Vorliegender Text:

Die Woche mit Guildo

Der „Meister“ macht Platz sieben – und gratuliert der Israelin Dana International mit einer Verbeugung. Die Fans in Birmingham sind glücklich über ihr „so ganz normales“ Idol  ■ Aus Birmingham Jan Feddersen

Guildo Horn hatte schon vor dem Abend beteuert, allen den Sieg zu gönnen, „mir auch“. Als schließlich alles vorbei ist, kurz vor elf Uhr Ortszeit in Birmingham, als in der National Indoor Arena die fünftausend Zuschauer und im Radio die BBC den knappen Sieg der Israelin Dana International feiern, beweist der deutsche Sänger, worin er sich schon während der gesamten Woche geübt hatte: Ruhe. Gerührt sitzt er im Green Room, als Mazedonien, das letzte der punktevergebenden Länder, der israelischen Sängerin den Sieg bringt. Der erste Eurovisionssieg einer Frau, die früher ein Mann war und ihren Triumph „meinem Land“ und „all the gay communities in the world“ widmet. Die Angesprochenen jubeln.

Aufgabe:
Welches Land vergibt im Text über Guildo Horn in Birmingham als letztes seine Punkte?

Datenauszüge:

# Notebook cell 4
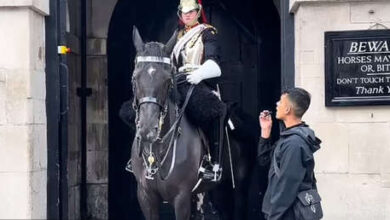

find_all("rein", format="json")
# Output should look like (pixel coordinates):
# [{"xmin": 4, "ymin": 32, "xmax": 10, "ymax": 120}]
[{"xmin": 133, "ymin": 56, "xmax": 195, "ymax": 180}]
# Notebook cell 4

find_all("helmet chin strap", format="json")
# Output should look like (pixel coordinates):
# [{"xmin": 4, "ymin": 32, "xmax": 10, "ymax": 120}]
[{"xmin": 177, "ymin": 5, "xmax": 202, "ymax": 27}]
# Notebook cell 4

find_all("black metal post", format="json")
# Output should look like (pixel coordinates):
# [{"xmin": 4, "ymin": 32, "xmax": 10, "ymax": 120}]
[
  {"xmin": 77, "ymin": 0, "xmax": 91, "ymax": 219},
  {"xmin": 45, "ymin": 1, "xmax": 62, "ymax": 219},
  {"xmin": 57, "ymin": 0, "xmax": 69, "ymax": 219},
  {"xmin": 280, "ymin": 0, "xmax": 295, "ymax": 90}
]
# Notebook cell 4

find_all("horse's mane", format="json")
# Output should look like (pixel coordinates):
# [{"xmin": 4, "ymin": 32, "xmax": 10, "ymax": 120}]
[{"xmin": 137, "ymin": 41, "xmax": 169, "ymax": 68}]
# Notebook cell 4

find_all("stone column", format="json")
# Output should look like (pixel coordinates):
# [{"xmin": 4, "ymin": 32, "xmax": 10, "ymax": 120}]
[
  {"xmin": 0, "ymin": 0, "xmax": 49, "ymax": 219},
  {"xmin": 290, "ymin": 0, "xmax": 390, "ymax": 220}
]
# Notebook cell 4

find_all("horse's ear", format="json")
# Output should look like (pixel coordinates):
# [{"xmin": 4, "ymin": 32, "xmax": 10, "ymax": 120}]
[
  {"xmin": 133, "ymin": 26, "xmax": 144, "ymax": 52},
  {"xmin": 164, "ymin": 30, "xmax": 178, "ymax": 54}
]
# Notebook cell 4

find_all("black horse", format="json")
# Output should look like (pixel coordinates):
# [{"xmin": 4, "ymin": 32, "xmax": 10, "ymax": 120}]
[{"xmin": 131, "ymin": 27, "xmax": 255, "ymax": 220}]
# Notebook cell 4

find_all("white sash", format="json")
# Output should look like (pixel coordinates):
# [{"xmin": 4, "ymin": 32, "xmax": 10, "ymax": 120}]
[{"xmin": 171, "ymin": 24, "xmax": 207, "ymax": 61}]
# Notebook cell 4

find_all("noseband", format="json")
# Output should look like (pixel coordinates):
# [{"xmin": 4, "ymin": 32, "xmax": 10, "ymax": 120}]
[{"xmin": 133, "ymin": 56, "xmax": 172, "ymax": 109}]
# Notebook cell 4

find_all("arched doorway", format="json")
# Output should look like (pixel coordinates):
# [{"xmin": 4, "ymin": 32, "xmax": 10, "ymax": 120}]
[{"xmin": 107, "ymin": 0, "xmax": 281, "ymax": 219}]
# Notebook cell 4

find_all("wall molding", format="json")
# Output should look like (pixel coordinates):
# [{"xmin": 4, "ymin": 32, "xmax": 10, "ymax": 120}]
[{"xmin": 0, "ymin": 0, "xmax": 49, "ymax": 16}]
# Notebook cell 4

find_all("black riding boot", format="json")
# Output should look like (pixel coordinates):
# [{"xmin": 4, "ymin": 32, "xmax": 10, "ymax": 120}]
[{"xmin": 203, "ymin": 104, "xmax": 226, "ymax": 182}]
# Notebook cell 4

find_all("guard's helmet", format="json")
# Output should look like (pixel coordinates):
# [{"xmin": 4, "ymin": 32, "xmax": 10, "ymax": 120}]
[{"xmin": 178, "ymin": 0, "xmax": 202, "ymax": 14}]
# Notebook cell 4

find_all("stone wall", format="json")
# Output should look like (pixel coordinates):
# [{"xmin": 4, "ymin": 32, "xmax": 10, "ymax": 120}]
[
  {"xmin": 87, "ymin": 0, "xmax": 117, "ymax": 219},
  {"xmin": 290, "ymin": 0, "xmax": 390, "ymax": 220},
  {"xmin": 0, "ymin": 0, "xmax": 49, "ymax": 219}
]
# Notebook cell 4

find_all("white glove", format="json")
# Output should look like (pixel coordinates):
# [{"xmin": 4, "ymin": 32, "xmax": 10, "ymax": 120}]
[{"xmin": 187, "ymin": 60, "xmax": 221, "ymax": 85}]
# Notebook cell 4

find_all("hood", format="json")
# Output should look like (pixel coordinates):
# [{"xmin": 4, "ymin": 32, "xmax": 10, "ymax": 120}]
[{"xmin": 280, "ymin": 123, "xmax": 321, "ymax": 153}]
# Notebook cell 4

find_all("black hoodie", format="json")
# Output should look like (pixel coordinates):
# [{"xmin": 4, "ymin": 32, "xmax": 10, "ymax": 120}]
[{"xmin": 257, "ymin": 123, "xmax": 321, "ymax": 220}]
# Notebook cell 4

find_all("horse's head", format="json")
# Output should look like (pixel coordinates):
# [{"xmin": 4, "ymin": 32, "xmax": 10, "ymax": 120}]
[{"xmin": 132, "ymin": 27, "xmax": 177, "ymax": 142}]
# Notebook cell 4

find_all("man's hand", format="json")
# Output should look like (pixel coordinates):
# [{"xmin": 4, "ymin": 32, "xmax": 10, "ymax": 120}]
[{"xmin": 259, "ymin": 110, "xmax": 272, "ymax": 138}]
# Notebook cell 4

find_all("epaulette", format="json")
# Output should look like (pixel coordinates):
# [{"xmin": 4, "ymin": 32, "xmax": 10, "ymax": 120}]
[
  {"xmin": 204, "ymin": 24, "xmax": 218, "ymax": 34},
  {"xmin": 177, "ymin": 29, "xmax": 184, "ymax": 40}
]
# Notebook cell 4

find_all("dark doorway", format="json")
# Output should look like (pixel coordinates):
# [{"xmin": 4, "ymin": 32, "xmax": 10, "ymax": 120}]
[{"xmin": 107, "ymin": 0, "xmax": 281, "ymax": 219}]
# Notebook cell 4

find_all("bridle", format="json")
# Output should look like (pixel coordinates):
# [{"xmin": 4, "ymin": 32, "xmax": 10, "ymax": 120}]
[
  {"xmin": 132, "ymin": 53, "xmax": 194, "ymax": 180},
  {"xmin": 133, "ymin": 56, "xmax": 173, "ymax": 111}
]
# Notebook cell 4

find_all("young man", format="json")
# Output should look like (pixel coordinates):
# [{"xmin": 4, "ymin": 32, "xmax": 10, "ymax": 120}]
[{"xmin": 257, "ymin": 88, "xmax": 321, "ymax": 220}]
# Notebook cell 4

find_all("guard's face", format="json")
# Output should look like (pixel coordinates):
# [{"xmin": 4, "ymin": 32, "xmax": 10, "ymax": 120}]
[
  {"xmin": 276, "ymin": 94, "xmax": 292, "ymax": 120},
  {"xmin": 181, "ymin": 10, "xmax": 198, "ymax": 26}
]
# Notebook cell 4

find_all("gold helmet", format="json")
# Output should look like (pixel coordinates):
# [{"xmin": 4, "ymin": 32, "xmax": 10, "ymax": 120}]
[{"xmin": 178, "ymin": 0, "xmax": 202, "ymax": 13}]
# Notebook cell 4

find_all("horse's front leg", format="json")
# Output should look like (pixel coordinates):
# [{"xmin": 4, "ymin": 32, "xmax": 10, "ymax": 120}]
[
  {"xmin": 137, "ymin": 185, "xmax": 161, "ymax": 220},
  {"xmin": 173, "ymin": 192, "xmax": 191, "ymax": 220}
]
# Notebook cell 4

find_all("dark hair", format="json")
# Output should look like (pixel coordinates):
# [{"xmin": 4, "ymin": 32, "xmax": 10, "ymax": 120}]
[{"xmin": 282, "ymin": 88, "xmax": 310, "ymax": 118}]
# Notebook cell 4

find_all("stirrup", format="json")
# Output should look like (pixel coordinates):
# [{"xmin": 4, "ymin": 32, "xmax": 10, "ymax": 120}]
[
  {"xmin": 199, "ymin": 163, "xmax": 222, "ymax": 182},
  {"xmin": 125, "ymin": 158, "xmax": 133, "ymax": 173}
]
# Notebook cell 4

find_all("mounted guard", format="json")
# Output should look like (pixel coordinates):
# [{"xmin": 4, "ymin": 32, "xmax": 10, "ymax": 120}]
[{"xmin": 171, "ymin": 0, "xmax": 227, "ymax": 181}]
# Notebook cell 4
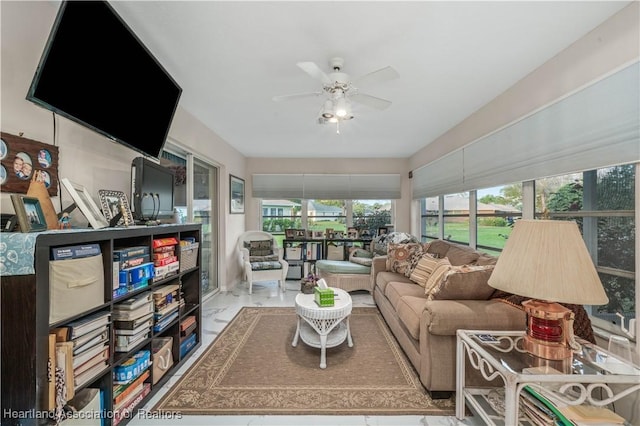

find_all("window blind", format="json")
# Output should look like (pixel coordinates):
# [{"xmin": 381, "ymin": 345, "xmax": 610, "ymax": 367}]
[
  {"xmin": 412, "ymin": 63, "xmax": 640, "ymax": 199},
  {"xmin": 252, "ymin": 174, "xmax": 401, "ymax": 200}
]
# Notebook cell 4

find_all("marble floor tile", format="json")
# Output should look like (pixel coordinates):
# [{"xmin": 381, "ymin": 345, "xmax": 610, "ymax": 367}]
[{"xmin": 128, "ymin": 281, "xmax": 483, "ymax": 426}]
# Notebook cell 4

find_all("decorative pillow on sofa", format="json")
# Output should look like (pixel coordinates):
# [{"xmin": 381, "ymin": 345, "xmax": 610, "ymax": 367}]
[
  {"xmin": 427, "ymin": 265, "xmax": 495, "ymax": 300},
  {"xmin": 424, "ymin": 257, "xmax": 451, "ymax": 296},
  {"xmin": 409, "ymin": 253, "xmax": 439, "ymax": 287},
  {"xmin": 244, "ymin": 240, "xmax": 278, "ymax": 262},
  {"xmin": 387, "ymin": 243, "xmax": 423, "ymax": 278},
  {"xmin": 371, "ymin": 232, "xmax": 420, "ymax": 256},
  {"xmin": 349, "ymin": 248, "xmax": 373, "ymax": 266}
]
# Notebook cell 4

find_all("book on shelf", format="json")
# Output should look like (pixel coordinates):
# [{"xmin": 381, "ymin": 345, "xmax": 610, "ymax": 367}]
[
  {"xmin": 51, "ymin": 243, "xmax": 101, "ymax": 260},
  {"xmin": 113, "ymin": 312, "xmax": 153, "ymax": 330},
  {"xmin": 73, "ymin": 342, "xmax": 109, "ymax": 369},
  {"xmin": 115, "ymin": 327, "xmax": 151, "ymax": 347},
  {"xmin": 73, "ymin": 346, "xmax": 109, "ymax": 376},
  {"xmin": 72, "ymin": 329, "xmax": 109, "ymax": 356},
  {"xmin": 113, "ymin": 383, "xmax": 151, "ymax": 426},
  {"xmin": 153, "ymin": 301, "xmax": 180, "ymax": 322},
  {"xmin": 153, "ymin": 311, "xmax": 178, "ymax": 333},
  {"xmin": 113, "ymin": 369, "xmax": 151, "ymax": 404},
  {"xmin": 56, "ymin": 311, "xmax": 111, "ymax": 340},
  {"xmin": 113, "ymin": 317, "xmax": 153, "ymax": 337},
  {"xmin": 114, "ymin": 331, "xmax": 150, "ymax": 352},
  {"xmin": 113, "ymin": 246, "xmax": 149, "ymax": 262},
  {"xmin": 114, "ymin": 291, "xmax": 152, "ymax": 311},
  {"xmin": 74, "ymin": 361, "xmax": 109, "ymax": 388},
  {"xmin": 113, "ymin": 301, "xmax": 153, "ymax": 321},
  {"xmin": 56, "ymin": 342, "xmax": 75, "ymax": 399}
]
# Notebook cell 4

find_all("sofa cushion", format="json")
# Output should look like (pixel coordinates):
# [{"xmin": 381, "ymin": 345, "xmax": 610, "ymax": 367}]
[
  {"xmin": 387, "ymin": 243, "xmax": 422, "ymax": 278},
  {"xmin": 376, "ymin": 271, "xmax": 410, "ymax": 294},
  {"xmin": 424, "ymin": 257, "xmax": 451, "ymax": 296},
  {"xmin": 428, "ymin": 265, "xmax": 495, "ymax": 300},
  {"xmin": 316, "ymin": 259, "xmax": 371, "ymax": 274},
  {"xmin": 396, "ymin": 296, "xmax": 426, "ymax": 340},
  {"xmin": 445, "ymin": 244, "xmax": 480, "ymax": 265},
  {"xmin": 244, "ymin": 240, "xmax": 277, "ymax": 260},
  {"xmin": 409, "ymin": 253, "xmax": 438, "ymax": 287},
  {"xmin": 384, "ymin": 281, "xmax": 427, "ymax": 311}
]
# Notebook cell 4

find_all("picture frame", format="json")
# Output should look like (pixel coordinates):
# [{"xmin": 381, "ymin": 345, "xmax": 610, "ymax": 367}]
[
  {"xmin": 229, "ymin": 174, "xmax": 244, "ymax": 214},
  {"xmin": 60, "ymin": 178, "xmax": 109, "ymax": 229},
  {"xmin": 11, "ymin": 194, "xmax": 47, "ymax": 232},
  {"xmin": 98, "ymin": 189, "xmax": 135, "ymax": 226},
  {"xmin": 347, "ymin": 228, "xmax": 358, "ymax": 240}
]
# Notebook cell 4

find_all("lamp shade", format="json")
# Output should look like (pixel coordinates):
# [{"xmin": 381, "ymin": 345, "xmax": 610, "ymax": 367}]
[{"xmin": 489, "ymin": 219, "xmax": 609, "ymax": 305}]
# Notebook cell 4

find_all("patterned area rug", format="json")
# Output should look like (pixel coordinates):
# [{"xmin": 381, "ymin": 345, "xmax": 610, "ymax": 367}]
[{"xmin": 153, "ymin": 307, "xmax": 455, "ymax": 416}]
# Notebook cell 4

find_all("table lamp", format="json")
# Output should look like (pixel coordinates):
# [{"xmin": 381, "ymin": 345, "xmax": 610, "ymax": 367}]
[{"xmin": 489, "ymin": 219, "xmax": 609, "ymax": 360}]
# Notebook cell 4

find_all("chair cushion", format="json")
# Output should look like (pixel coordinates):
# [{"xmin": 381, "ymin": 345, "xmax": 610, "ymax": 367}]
[
  {"xmin": 244, "ymin": 240, "xmax": 273, "ymax": 256},
  {"xmin": 251, "ymin": 261, "xmax": 282, "ymax": 271},
  {"xmin": 316, "ymin": 259, "xmax": 371, "ymax": 275}
]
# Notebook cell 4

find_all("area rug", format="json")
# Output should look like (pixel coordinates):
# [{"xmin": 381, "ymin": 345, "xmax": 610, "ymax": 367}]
[{"xmin": 153, "ymin": 307, "xmax": 455, "ymax": 416}]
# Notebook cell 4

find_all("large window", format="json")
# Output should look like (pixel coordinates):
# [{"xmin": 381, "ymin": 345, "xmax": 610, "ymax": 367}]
[
  {"xmin": 535, "ymin": 164, "xmax": 636, "ymax": 326},
  {"xmin": 476, "ymin": 183, "xmax": 522, "ymax": 255},
  {"xmin": 261, "ymin": 199, "xmax": 393, "ymax": 241}
]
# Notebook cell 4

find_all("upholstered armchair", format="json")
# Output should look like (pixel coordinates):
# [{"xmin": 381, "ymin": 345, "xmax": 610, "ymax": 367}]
[{"xmin": 238, "ymin": 231, "xmax": 289, "ymax": 294}]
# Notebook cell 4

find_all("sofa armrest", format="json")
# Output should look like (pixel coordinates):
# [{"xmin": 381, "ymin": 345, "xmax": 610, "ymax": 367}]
[
  {"xmin": 371, "ymin": 256, "xmax": 387, "ymax": 282},
  {"xmin": 423, "ymin": 299, "xmax": 526, "ymax": 336}
]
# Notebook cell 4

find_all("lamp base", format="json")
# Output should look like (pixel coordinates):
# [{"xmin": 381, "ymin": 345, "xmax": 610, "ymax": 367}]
[{"xmin": 522, "ymin": 300, "xmax": 575, "ymax": 360}]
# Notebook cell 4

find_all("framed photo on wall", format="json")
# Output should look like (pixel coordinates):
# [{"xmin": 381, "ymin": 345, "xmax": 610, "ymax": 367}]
[
  {"xmin": 229, "ymin": 175, "xmax": 244, "ymax": 214},
  {"xmin": 60, "ymin": 178, "xmax": 109, "ymax": 229},
  {"xmin": 98, "ymin": 189, "xmax": 135, "ymax": 226},
  {"xmin": 11, "ymin": 194, "xmax": 47, "ymax": 232}
]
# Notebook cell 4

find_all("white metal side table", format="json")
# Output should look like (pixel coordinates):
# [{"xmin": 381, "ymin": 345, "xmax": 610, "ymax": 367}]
[
  {"xmin": 291, "ymin": 287, "xmax": 353, "ymax": 368},
  {"xmin": 456, "ymin": 330, "xmax": 640, "ymax": 426}
]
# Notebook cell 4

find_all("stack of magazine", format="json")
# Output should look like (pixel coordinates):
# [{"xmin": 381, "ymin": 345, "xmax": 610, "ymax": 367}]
[
  {"xmin": 113, "ymin": 291, "xmax": 153, "ymax": 352},
  {"xmin": 52, "ymin": 311, "xmax": 111, "ymax": 388},
  {"xmin": 153, "ymin": 283, "xmax": 180, "ymax": 333}
]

Schriftliche Antwort:
Mazedonien.